Stored items from a collection

— start —

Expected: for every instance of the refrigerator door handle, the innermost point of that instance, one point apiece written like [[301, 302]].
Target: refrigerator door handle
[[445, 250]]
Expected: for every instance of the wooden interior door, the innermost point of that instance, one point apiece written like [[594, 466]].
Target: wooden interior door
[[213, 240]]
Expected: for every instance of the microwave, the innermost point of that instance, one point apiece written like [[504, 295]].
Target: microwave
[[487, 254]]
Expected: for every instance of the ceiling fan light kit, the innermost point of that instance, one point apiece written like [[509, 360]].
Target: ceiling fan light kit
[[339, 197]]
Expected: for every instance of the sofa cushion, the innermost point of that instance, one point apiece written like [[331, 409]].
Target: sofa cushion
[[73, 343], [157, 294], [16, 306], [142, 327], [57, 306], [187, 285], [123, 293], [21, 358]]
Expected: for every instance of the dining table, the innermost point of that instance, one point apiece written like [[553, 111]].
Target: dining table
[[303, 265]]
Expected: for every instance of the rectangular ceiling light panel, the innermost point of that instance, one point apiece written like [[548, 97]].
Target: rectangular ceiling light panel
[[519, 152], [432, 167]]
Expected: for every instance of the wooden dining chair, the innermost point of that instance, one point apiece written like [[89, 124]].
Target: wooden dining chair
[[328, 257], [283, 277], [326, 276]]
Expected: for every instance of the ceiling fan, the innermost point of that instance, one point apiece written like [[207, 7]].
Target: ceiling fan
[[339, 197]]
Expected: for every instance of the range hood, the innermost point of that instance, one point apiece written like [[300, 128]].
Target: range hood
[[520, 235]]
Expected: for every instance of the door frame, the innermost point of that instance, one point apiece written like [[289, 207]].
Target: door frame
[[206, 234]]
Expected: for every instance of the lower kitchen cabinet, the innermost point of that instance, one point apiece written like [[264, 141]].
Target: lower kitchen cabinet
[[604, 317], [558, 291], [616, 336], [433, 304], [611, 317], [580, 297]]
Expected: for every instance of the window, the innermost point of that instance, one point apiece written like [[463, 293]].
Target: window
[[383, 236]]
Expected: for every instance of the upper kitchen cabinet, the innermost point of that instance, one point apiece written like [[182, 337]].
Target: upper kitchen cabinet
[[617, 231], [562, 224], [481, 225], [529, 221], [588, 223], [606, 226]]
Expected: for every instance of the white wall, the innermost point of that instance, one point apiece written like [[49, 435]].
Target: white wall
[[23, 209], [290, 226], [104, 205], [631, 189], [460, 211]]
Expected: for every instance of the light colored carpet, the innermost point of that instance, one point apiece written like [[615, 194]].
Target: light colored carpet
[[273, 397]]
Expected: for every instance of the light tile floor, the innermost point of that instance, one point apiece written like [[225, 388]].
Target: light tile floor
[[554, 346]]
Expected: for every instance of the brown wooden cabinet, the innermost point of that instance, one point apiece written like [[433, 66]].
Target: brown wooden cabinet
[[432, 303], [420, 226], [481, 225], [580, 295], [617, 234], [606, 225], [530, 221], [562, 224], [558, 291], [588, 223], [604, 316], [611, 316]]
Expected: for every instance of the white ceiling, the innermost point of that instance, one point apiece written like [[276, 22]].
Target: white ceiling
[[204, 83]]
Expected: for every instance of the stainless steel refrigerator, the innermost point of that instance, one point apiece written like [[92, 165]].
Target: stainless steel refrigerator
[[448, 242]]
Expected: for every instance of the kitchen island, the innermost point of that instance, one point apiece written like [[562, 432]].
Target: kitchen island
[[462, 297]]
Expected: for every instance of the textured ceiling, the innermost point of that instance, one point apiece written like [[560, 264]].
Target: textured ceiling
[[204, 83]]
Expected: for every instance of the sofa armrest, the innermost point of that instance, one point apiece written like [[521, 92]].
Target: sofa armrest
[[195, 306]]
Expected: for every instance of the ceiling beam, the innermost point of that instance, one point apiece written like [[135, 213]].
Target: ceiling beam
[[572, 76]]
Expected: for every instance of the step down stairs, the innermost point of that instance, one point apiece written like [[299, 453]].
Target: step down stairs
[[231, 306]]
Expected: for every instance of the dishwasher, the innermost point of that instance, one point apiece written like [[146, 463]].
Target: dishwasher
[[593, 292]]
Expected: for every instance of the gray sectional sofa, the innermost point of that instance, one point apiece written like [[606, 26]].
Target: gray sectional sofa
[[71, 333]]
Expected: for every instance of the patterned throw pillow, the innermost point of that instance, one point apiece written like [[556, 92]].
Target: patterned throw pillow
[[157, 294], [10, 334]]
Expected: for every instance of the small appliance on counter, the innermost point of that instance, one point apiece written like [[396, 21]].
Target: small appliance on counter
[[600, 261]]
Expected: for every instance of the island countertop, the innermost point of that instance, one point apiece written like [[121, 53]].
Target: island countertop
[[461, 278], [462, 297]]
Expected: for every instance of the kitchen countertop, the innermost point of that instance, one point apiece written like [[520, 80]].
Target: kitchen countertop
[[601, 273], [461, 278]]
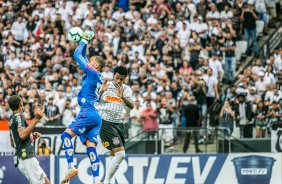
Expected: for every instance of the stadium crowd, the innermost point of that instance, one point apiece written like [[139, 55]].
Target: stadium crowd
[[173, 50]]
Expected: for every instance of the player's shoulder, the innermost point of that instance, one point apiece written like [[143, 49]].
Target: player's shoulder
[[17, 118], [126, 87]]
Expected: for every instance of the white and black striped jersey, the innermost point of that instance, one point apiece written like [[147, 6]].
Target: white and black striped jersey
[[111, 106], [24, 147]]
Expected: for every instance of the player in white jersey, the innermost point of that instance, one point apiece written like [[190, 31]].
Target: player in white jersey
[[114, 97]]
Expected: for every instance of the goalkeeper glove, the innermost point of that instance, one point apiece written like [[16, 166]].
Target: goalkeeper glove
[[87, 36]]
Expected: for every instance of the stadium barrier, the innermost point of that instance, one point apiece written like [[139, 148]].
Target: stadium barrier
[[163, 169]]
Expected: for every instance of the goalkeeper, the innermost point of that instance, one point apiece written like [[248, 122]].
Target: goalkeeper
[[88, 122]]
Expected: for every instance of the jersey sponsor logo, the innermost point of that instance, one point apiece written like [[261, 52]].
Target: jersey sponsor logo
[[88, 66], [92, 156], [19, 121], [106, 144], [113, 99], [115, 141], [82, 130], [70, 152], [67, 142], [2, 169]]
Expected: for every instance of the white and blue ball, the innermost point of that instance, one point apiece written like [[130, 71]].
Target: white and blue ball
[[75, 34]]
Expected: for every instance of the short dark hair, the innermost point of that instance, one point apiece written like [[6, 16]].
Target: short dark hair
[[120, 70], [14, 102], [100, 61]]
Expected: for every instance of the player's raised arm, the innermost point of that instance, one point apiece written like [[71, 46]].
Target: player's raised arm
[[78, 55], [80, 51]]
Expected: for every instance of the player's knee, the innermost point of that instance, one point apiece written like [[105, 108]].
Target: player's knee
[[66, 139], [93, 156], [120, 155]]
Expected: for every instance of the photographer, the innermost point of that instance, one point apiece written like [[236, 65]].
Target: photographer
[[249, 18], [68, 113], [43, 149]]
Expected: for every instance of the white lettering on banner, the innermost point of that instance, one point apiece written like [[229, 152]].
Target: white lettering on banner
[[254, 171], [152, 172], [138, 167], [198, 177], [174, 169]]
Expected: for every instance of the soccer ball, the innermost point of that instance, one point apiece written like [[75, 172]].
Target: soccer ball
[[75, 34]]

— end —

YOUR TASK:
Leave out the pictures and transcribe the entries above exactly.

SOLUTION TO THE PROBLEM:
Expected: for every instance of the refrigerator door handle, the innermost point of that instance, one point apiece written like [[301, 302]].
Target: refrigerator door handle
[[445, 250]]
Expected: for every instance of the wooden interior door, the innermost point of that instance, one point apiece written like [[594, 466]].
Target: wooden interior door
[[213, 240]]
Expected: for every instance of the microwave, the innermost point of that instance, one point apiece written like [[504, 295]].
Target: microwave
[[487, 254]]
Expected: for every instance of the ceiling fan light kit, the innermost point of that instance, one point apiece written like [[509, 360]].
Target: ceiling fan light kit
[[339, 197]]
Expected: for every instance of the sofa cushion, the innermost point of that instance, one point apiece written like [[331, 409]].
Target: sofa cushion
[[73, 343], [157, 294], [16, 306], [142, 327], [57, 306], [187, 285], [123, 293], [21, 358]]
Expected: for every instance of the dining table, the innermost point of that instance, one point apiece written like [[553, 111]].
Target: dining table
[[303, 265]]
Expected: for every instance of the rectangular ceiling light panel, the innermost point of that instance, one point apiece written like [[548, 97]].
Target: rectangular ceiling light panel
[[519, 152], [432, 167]]
Expected: for every instance of the wooden dining chair, the innermost point of that instance, one point apiece written like [[89, 124]].
Target: wooden dining chair
[[328, 257], [283, 277], [326, 276]]
Expected: for every instance of the ceiling fan, the innermost point of that instance, one point apiece written like [[207, 7]].
Target: ceiling fan
[[339, 197]]
Expected: for every instance of the range hood, the innermost point of that instance, one point apiece written like [[300, 128]].
Target: range hood
[[520, 235]]
Expected: for every instance of the door frame, the innermost point of that instance, one point apiece written like [[289, 207]].
Target: door frame
[[206, 234]]
Expected: for every instance of the lower kitchen cabinet, the innermost point of that instance, one point apiece written like [[264, 141]].
Target: lower kitchen cabinet
[[604, 317], [558, 291], [616, 336], [433, 304], [611, 317], [580, 297]]
Expected: for every instance of the window, the innermost point of that instance, one point apiece written like [[463, 293]].
Target: window
[[383, 236]]
Expected: for every instance of the upper kitchen cabinet, the innermost point of that instance, one point apiece written like [[182, 337]].
Target: upper kitchen cabinet
[[617, 231], [562, 224], [481, 225], [529, 221], [588, 223], [606, 226]]
Expected: for every instance of the white wall, the innermost point of that instance, one point apiece written like [[49, 435]].
Target: white wall
[[23, 209], [290, 226], [104, 205], [631, 189], [460, 211]]
Expected: for every instance of the light colored carpet, the innermost point of that instance, one point apiece written like [[615, 194]].
Target: light colored carpet
[[273, 397]]
Expected: for every instance of the light tile floor, the innermost point of that instance, one point apiece written like [[225, 388]].
Target: light tile floor
[[554, 346]]
Expected: for every instance of the brown wooden cabinet, the innermost point of that instance, one point apiece written like [[433, 66]].
Target: brown wooden cabinet
[[432, 303], [420, 226], [481, 225], [580, 295], [617, 234], [606, 225], [530, 221], [562, 224], [558, 291], [588, 223], [604, 316], [611, 316]]
Expected: for every instance of the white ceiling, the innermost point of that instance, one point apiece written like [[276, 22]].
Target: white ceiling
[[204, 83]]
Expected: for every instance of the stainless steel refrigerator, the innermost point of that instance, one point apiece written like [[92, 165]].
Target: stainless steel refrigerator
[[448, 242]]
Expected: for every instance of the kitchen island, the innermost point of that instance, one point apiece written like [[562, 432]].
Target: kitchen island
[[462, 297]]
Expected: for every instance of the textured ceiling, the innermost point of that instance, one point apiece written like [[560, 264]].
Target: textured ceiling
[[204, 83]]
Expected: for every instance of the sofa armrest, the innermost point of that instance, one point apiece written like [[521, 92]].
Target: sofa armrest
[[195, 306]]
Expected: for every instance of the ceiling beam, the innermost point of that instance, one point apiece written like [[135, 213]].
Target: ceiling beam
[[572, 76]]
Expected: for every instance of the step down stairs, the innermost point of that instance, one point apiece written like [[299, 453]].
Target: step down stairs
[[231, 306]]
Expected: for every instance of the dishwasher, the innermost point of that instance, one point apiece written like [[146, 463]].
Target: dishwasher
[[593, 292]]
Expected: for every instance of the gray sectional sofa, the innermost point of that instance, one point apiece written like [[606, 26]].
Target: gray sectional sofa
[[71, 333]]
Expected: for every instance of the patterned throw pillow, the innermost point of that instance, one point apiece written like [[556, 92]].
Target: patterned throw pillow
[[157, 294], [10, 334]]
Expected: for every instance of the small appliance on counter, the innermost point of that instance, one point apiece written like [[396, 21]].
Target: small appliance on counter
[[600, 261]]
Expected: for every instance of the island countertop, the innermost point of that instance, one point apiece written like [[121, 53]].
Target: island countertop
[[461, 278], [462, 297]]
Expected: for every instance of the kitchen countertop, the innermost point of that instance, one point apiece written like [[520, 80]].
Target: kitchen countertop
[[601, 273], [461, 278]]
Expected: for every instance of the stadium crowd, the innermost point of that instance, one point apiece written like [[139, 55]].
Target: stadium crowd
[[173, 50]]
Expected: for every instance of the player's shoulder, the innermost point of that instance, one point apiece written like [[143, 49]].
Target: player's shoulder
[[17, 118], [126, 87]]
Expected: for every instance of the white and black striped jersey, the innermost point of that instance, one point apiece written like [[147, 6]].
Target: white and black striped jersey
[[111, 106], [24, 147]]
Expected: for every instance of the player in white jersey, the innermost point of that instance, one point apiece written like [[190, 31]].
Target: player in white jersey
[[114, 97]]
Expected: for every instance of the goalkeeper glove, the innermost point of that instance, one point apiece written like [[16, 166]].
Target: goalkeeper glove
[[87, 36]]
Expected: for every instance of the stadium barrier, the innermost point of that instance, one point apiece written like [[139, 148]].
Target: stadium barrier
[[163, 169]]
Expected: for every instance of the goalkeeper, the innermost point of that instance, one point apiece written like [[248, 122]].
Target: goalkeeper
[[88, 122]]
Expected: for every instance of the jersey sponsor logo, the innermost point of that instance, one point apiece written like [[261, 52]].
Target: jersey sponsor logo
[[88, 66], [92, 156], [19, 121], [106, 144], [113, 99], [115, 141], [82, 130], [70, 152], [67, 142], [2, 169]]
Expected: for every instance of the white and blue ball, the innermost point of that instance, one point apiece written like [[130, 71]].
Target: white and blue ball
[[75, 34]]
Expected: for every instance of the short dark hair, the innermost point of that instance, one point apiece written like [[6, 16]].
Target: short dark hair
[[120, 70], [14, 102], [100, 61]]
Expected: for every instance of the player's raised arm, the innermost point of that instance, one point apiece written like [[71, 46]].
Target: player's raised arm
[[78, 55], [80, 51]]
Expected: for every instance of the player's knee, the innermost point of that instance, one point apiece written like [[105, 108]].
Target: player's knee
[[66, 139], [93, 156], [120, 155]]
Expected: for every instance of the photographer, the innermost point of that instance, one point apiece written like [[236, 65]].
Target: photographer
[[249, 18], [68, 113], [43, 149]]
Expected: for every instance of the white lettering on banner, the innermost point of that instance, one point apiece written like [[229, 152]].
Target: white lettering on banner
[[254, 171], [152, 172], [138, 167], [198, 177], [174, 169]]
Expected: for every instance of the soccer ball, the innermost point of that instance, one point apiece written like [[75, 172]].
Target: soccer ball
[[75, 34]]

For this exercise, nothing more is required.